- **EXERCISE AIM**
Skip the pictures. Transcribe the rest of the data below without changing a word.

Items from a data source:
----------
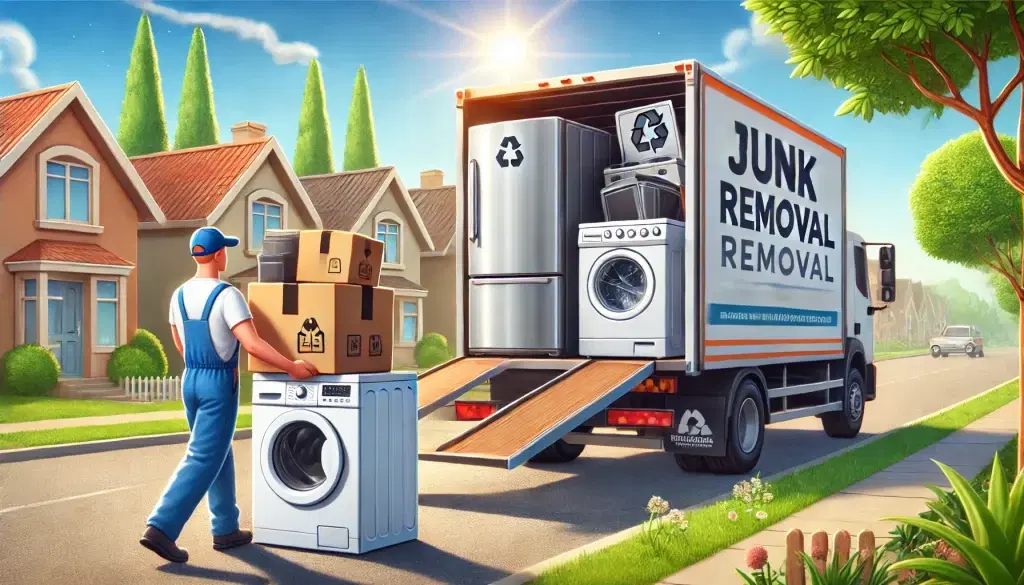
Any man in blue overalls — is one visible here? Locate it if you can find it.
[139,227,317,562]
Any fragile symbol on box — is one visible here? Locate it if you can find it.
[348,335,362,358]
[297,317,324,353]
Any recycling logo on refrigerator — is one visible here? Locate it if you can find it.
[495,136,523,169]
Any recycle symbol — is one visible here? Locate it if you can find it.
[630,110,669,153]
[495,136,523,169]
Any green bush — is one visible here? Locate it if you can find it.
[0,344,60,396]
[106,345,158,384]
[129,329,167,376]
[413,333,452,368]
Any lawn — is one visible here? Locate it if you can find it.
[0,414,252,450]
[531,380,1018,585]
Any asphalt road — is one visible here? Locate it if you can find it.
[0,350,1017,585]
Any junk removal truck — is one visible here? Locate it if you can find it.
[418,60,895,473]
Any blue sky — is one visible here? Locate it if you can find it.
[0,0,1018,295]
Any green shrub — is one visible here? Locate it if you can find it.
[130,329,167,376]
[0,344,60,396]
[106,345,160,384]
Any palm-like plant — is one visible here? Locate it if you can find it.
[884,455,1024,585]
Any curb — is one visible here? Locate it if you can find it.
[0,428,253,463]
[490,374,1018,585]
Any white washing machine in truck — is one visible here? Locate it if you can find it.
[252,372,419,554]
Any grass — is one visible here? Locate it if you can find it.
[0,414,252,450]
[530,380,1018,585]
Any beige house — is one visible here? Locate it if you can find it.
[301,167,435,366]
[409,170,457,345]
[131,122,323,372]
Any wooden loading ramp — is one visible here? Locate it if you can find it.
[420,360,654,469]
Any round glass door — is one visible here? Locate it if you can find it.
[261,410,345,505]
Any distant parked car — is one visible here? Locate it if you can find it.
[928,325,985,358]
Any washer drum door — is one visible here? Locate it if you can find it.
[259,409,345,506]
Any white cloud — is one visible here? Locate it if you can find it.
[128,0,319,65]
[711,13,785,75]
[0,20,39,89]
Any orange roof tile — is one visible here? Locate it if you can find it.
[4,240,134,266]
[0,83,75,157]
[131,136,270,220]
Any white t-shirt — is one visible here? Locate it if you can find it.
[168,279,253,362]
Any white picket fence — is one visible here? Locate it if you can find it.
[121,376,181,403]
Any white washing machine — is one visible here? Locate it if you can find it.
[579,219,686,359]
[252,372,419,554]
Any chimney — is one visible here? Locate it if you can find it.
[420,169,444,189]
[231,122,266,142]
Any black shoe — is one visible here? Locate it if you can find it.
[138,527,188,562]
[213,530,253,550]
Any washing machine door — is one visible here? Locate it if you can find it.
[587,248,657,321]
[260,409,345,506]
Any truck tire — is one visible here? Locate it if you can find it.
[821,370,864,438]
[705,378,766,475]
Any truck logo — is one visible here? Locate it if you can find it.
[630,110,669,153]
[495,136,523,169]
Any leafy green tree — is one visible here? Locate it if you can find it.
[345,65,381,171]
[118,13,169,157]
[743,0,1024,468]
[174,27,218,151]
[293,59,334,176]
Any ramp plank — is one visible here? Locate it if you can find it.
[438,361,652,458]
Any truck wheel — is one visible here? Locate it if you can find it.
[705,378,765,475]
[821,370,864,438]
[675,453,708,473]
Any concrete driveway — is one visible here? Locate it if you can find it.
[0,350,1017,585]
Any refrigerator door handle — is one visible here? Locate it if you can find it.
[470,277,552,287]
[469,159,480,243]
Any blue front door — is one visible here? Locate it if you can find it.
[46,281,82,378]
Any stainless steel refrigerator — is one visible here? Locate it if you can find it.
[467,118,612,357]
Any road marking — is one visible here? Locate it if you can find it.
[0,484,144,516]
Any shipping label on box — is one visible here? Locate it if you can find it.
[296,229,384,287]
[249,283,394,374]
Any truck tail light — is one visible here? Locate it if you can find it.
[608,409,673,428]
[455,401,498,421]
[633,377,679,394]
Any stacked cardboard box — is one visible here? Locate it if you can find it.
[249,229,394,374]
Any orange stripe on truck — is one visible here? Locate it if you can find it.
[703,75,846,157]
[705,349,843,362]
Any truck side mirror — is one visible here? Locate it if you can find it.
[879,246,896,303]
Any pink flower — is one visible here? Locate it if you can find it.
[746,544,768,571]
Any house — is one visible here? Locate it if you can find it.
[0,82,166,378]
[409,170,458,347]
[301,167,435,366]
[131,122,323,371]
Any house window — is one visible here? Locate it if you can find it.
[96,281,118,347]
[46,161,92,223]
[399,301,420,343]
[377,219,401,264]
[251,201,282,250]
[22,279,39,343]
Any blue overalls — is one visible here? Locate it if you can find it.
[146,283,239,540]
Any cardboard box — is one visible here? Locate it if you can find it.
[249,283,394,374]
[295,229,384,287]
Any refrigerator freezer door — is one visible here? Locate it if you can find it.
[469,277,565,356]
[469,118,565,277]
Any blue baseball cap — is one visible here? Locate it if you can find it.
[188,227,239,256]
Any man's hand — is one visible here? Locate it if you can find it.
[288,360,319,380]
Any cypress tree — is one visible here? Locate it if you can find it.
[293,59,334,176]
[174,27,218,150]
[118,13,168,157]
[345,65,381,171]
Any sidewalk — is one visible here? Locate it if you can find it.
[658,401,1019,585]
[0,405,253,434]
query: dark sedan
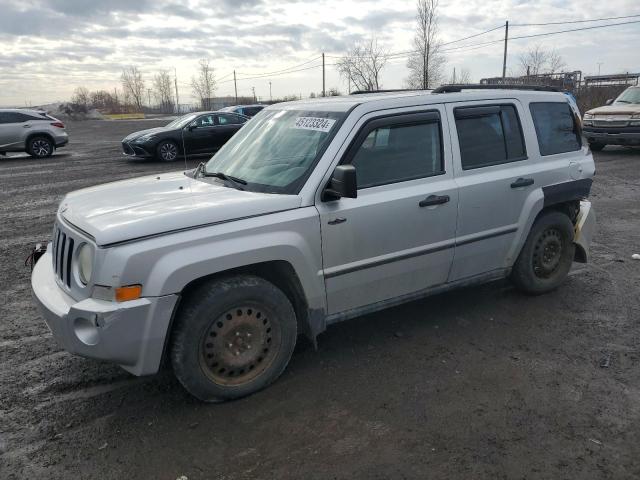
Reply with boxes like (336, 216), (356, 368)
(122, 112), (249, 162)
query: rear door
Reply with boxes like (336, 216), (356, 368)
(317, 106), (458, 314)
(447, 99), (540, 281)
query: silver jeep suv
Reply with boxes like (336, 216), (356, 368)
(32, 87), (594, 401)
(0, 109), (69, 158)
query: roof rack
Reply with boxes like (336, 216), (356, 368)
(431, 84), (562, 93)
(349, 88), (421, 95)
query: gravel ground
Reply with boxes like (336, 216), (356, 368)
(0, 121), (640, 480)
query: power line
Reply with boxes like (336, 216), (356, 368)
(511, 15), (640, 27)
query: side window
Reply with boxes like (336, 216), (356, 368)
(529, 102), (582, 155)
(0, 112), (31, 123)
(196, 115), (216, 127)
(455, 105), (527, 170)
(351, 113), (444, 188)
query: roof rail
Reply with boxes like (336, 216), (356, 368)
(431, 84), (562, 93)
(349, 88), (422, 95)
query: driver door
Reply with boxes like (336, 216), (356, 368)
(317, 106), (458, 315)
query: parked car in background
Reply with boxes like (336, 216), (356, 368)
(0, 108), (69, 158)
(220, 105), (265, 118)
(122, 112), (248, 162)
(583, 87), (640, 151)
(31, 85), (595, 401)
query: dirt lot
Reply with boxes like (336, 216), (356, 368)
(0, 121), (640, 480)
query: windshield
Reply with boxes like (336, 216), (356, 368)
(615, 87), (640, 103)
(165, 113), (198, 128)
(203, 110), (345, 194)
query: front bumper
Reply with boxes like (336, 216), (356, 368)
(31, 246), (178, 375)
(573, 200), (596, 263)
(582, 127), (640, 145)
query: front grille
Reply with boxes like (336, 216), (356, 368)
(122, 142), (136, 155)
(593, 120), (629, 128)
(52, 224), (76, 288)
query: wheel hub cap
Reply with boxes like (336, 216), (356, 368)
(533, 228), (563, 278)
(200, 305), (281, 385)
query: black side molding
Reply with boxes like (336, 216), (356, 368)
(542, 178), (593, 207)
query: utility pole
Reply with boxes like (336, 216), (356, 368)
(502, 20), (509, 82)
(173, 67), (180, 113)
(233, 70), (238, 105)
(322, 52), (325, 97)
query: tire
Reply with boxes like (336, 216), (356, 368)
(511, 212), (575, 295)
(171, 275), (297, 402)
(27, 136), (55, 158)
(156, 140), (179, 162)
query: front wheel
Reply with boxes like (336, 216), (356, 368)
(27, 137), (54, 158)
(511, 212), (575, 295)
(171, 275), (297, 402)
(156, 141), (178, 162)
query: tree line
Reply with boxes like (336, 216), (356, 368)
----------
- **REPLY**
Any man in blue overalls — is one visible here? Locate it if you can find it.
[139,227,317,562]
Any fragile symbol on box — is one visible here? Locate it if you can find it.
[348,335,362,358]
[297,317,324,353]
Any recycling logo on refrigerator — is one visible here? Locate it if you can find it.
[495,136,523,169]
Any recycle symbol — is one visible here? Locate it if you can find it.
[630,110,669,153]
[495,136,523,169]
Any green bush — is one visible here? Locate it if you can find it.
[0,344,60,396]
[106,345,158,384]
[129,329,167,376]
[413,333,452,368]
Any lawn — is one visible here? Locate it if you can find it.
[0,414,252,450]
[531,380,1018,585]
Any asphalt road — is one visible here? Locate it if you can find it.
[0,350,1017,585]
Any junk removal truck — is one visible here? Locate it if you can find it.
[418,60,895,473]
Any blue sky — is one visible here? Locate it if you can find it.
[0,0,1018,295]
Any green shrub — is one visible here? Locate it if you can find it.
[130,329,167,376]
[0,344,60,396]
[106,345,160,384]
Any palm-like plant — is one visible here? Locate it if you can find it.
[884,455,1024,585]
Any curb — is one visible here? Locate it if you can find it.
[0,428,253,463]
[490,374,1018,585]
Any white washing machine in truck — is one visible here? Locate it if you can find it.
[252,372,419,554]
Any grass — is one visible here? Locate it if you can find it.
[0,414,252,450]
[530,380,1018,585]
Any beige house — is one visible here? Locate it if you can find it.
[301,167,435,366]
[409,170,457,345]
[131,122,323,372]
Any wooden loading ramp — is one visible here? Locate it if you can find it.
[420,360,654,469]
Any round glass door — is one visible here? Locate it if you can find it.
[261,410,345,505]
Any distant parked car — is one visible here? Locate it if you can find it.
[928,325,985,358]
Any washer drum door — is one visible here? Locate it if you can find it.
[259,409,345,506]
Any white cloud — is one visible here? Locate it if you can find it.
[128,0,319,65]
[711,13,785,75]
[0,20,39,89]
Any orange roof tile — is one visible here? Locate it if you can find it.
[4,240,134,266]
[0,83,75,157]
[131,136,270,220]
Any white t-shirt — is one visible here? Locate it if you can find it.
[168,279,253,362]
Any white picket fence — is one visible here? Locate it if you can find it.
[121,376,181,403]
Any white washing machine — is one visible here? Locate it if you can find it.
[579,219,686,359]
[252,372,419,554]
Any chimney — is one visible here? Locate it if you can find it.
[420,169,444,189]
[231,122,266,142]
Any black shoe — is one visible here? Locate it if you can find it.
[138,527,188,562]
[213,530,253,550]
Any washing machine door — is one visible here? Locate it if you can find it.
[587,248,657,321]
[260,409,345,506]
Any truck tire — is one visible here? Locate it if you can find it.
[821,370,864,438]
[705,378,766,475]
Any truck logo — is one visible here? Locate it if you can find it.
[630,110,669,153]
[495,136,523,169]
Any leafy green tree — is one visible here? Locate it if you can find it.
[345,65,381,171]
[118,13,169,157]
[743,0,1024,468]
[174,27,218,151]
[293,59,334,176]
Any ramp plank — is one visible here? Locate it if you can find it.
[438,361,652,458]
Any truck wheel — is one visible here? Locate it if you can find it.
[705,378,765,475]
[821,370,864,438]
[675,453,708,473]
Any concrete driveway — is one visible here? Locate it if you can find it.
[0,350,1017,585]
Any refrigerator door handle — is one visible here? Locate it if you can find it.
[470,277,552,287]
[469,159,480,243]
Any blue front door — is one visible here? Locate it if you can find it.
[46,281,82,378]
Any stainless steel refrigerator — is one visible here? Locate it if you can find it.
[467,118,612,357]
Any road marking — is one visible here? Locate it if you can find it.
[0,484,144,516]
Any shipping label on box — is one visible here? Locate it if you can find it.
[296,229,384,287]
[249,283,394,374]
Any truck tail light — is one visible here? Locate it if you can find it.
[608,409,673,428]
[455,401,498,421]
[633,377,679,394]
Any stacked cardboard box — is one visible here? Locate it if you can find it.
[249,229,394,374]
Any orange stripe on truck — is one visible here? Locate it if you can find it.
[703,75,846,157]
[705,349,843,362]
Any truck side mirror — is one visible here? Locate it if you can find it.
[879,246,896,303]
Any pink flower — is one visible here? Locate it if you can find it.
[746,544,768,571]
Any house — is one visible here? Locate it if you can find it.
[0,82,166,378]
[409,170,458,347]
[301,167,435,366]
[131,122,323,371]
Any house window — is one visible here? Locate it if you can find it.
[96,281,118,347]
[46,161,92,223]
[399,301,420,343]
[377,219,401,264]
[251,201,282,250]
[22,279,39,343]
Any blue overalls — is one visible here? Locate it if you can find it.
[146,283,239,540]
Any cardboard box — is one visible here? Locate it if you can find it.
[249,283,394,374]
[295,229,384,287]
Any refrigerator freezer door — is one visible here? Locate it if you can find it.
[469,277,565,356]
[469,118,565,277]
Any blue baseball cap — is one visible here? Locate it if you can find it.
[188,227,239,256]
Any man's hand — is one visible here? Locate it if you can find it.
[288,360,319,380]
Any cypress tree — is one visible here? Locate it if you can find it.
[293,59,334,176]
[174,27,218,150]
[118,13,168,157]
[345,65,381,171]
Any sidewalk — is one visible here? Locate it if you can find it.
[658,401,1019,585]
[0,405,253,434]
query: dark sedan
Reply with boxes like (336, 216), (356, 368)
(122, 112), (249, 162)
query: rear door
Reply with boxes like (336, 216), (356, 368)
(317, 106), (458, 314)
(447, 99), (540, 281)
query: silver jeep suv
Reply with boxes like (336, 216), (356, 368)
(32, 87), (594, 401)
(0, 109), (69, 158)
query: roof rack
Reply with boxes like (336, 216), (356, 368)
(431, 84), (562, 93)
(349, 88), (421, 95)
query: gravel ground
Reply with boxes like (336, 216), (356, 368)
(0, 121), (640, 480)
query: power line
Reply with boxes like (336, 216), (356, 368)
(511, 15), (640, 27)
query: side window
Reply with boxes like (336, 216), (356, 368)
(529, 102), (582, 155)
(0, 112), (31, 123)
(196, 115), (216, 127)
(455, 105), (527, 170)
(351, 113), (444, 188)
query: roof rail
Reply with boxes like (336, 216), (356, 368)
(431, 84), (562, 93)
(349, 88), (422, 95)
query: driver door
Reply with boxes like (336, 216), (356, 368)
(317, 106), (458, 315)
query: parked car in background
Reply with boxes like (336, 216), (356, 368)
(0, 108), (69, 158)
(220, 105), (265, 118)
(122, 112), (248, 162)
(583, 87), (640, 151)
(31, 85), (595, 401)
query: dirt lot
Reply with boxes like (336, 216), (356, 368)
(0, 121), (640, 480)
query: windshield
Reply with boxes like (336, 216), (356, 368)
(615, 87), (640, 103)
(165, 113), (198, 128)
(203, 110), (345, 194)
query: front bumper
Reply with boxes like (336, 216), (356, 368)
(31, 246), (178, 375)
(573, 200), (596, 263)
(582, 127), (640, 145)
query: front grille
Reply with boxes like (336, 216), (356, 368)
(122, 142), (136, 155)
(593, 120), (629, 128)
(52, 224), (76, 288)
query: wheel hub cap
Reply with boxes like (336, 216), (356, 368)
(533, 228), (563, 278)
(200, 305), (281, 385)
query: black side molding
Reply with boxes like (336, 216), (356, 368)
(542, 178), (593, 207)
query: utility pole
Reply with boxes like (336, 216), (356, 368)
(502, 20), (509, 82)
(173, 67), (180, 113)
(233, 70), (238, 105)
(322, 52), (325, 97)
query: tire
Reply with boxes like (336, 216), (356, 368)
(511, 212), (575, 295)
(171, 275), (297, 402)
(27, 136), (55, 158)
(156, 140), (179, 162)
query: front wheel
Reply with boxes like (336, 216), (356, 368)
(27, 137), (54, 158)
(511, 212), (575, 295)
(171, 275), (297, 402)
(156, 141), (178, 162)
query: tree line
Reply with boxes like (336, 216), (356, 368)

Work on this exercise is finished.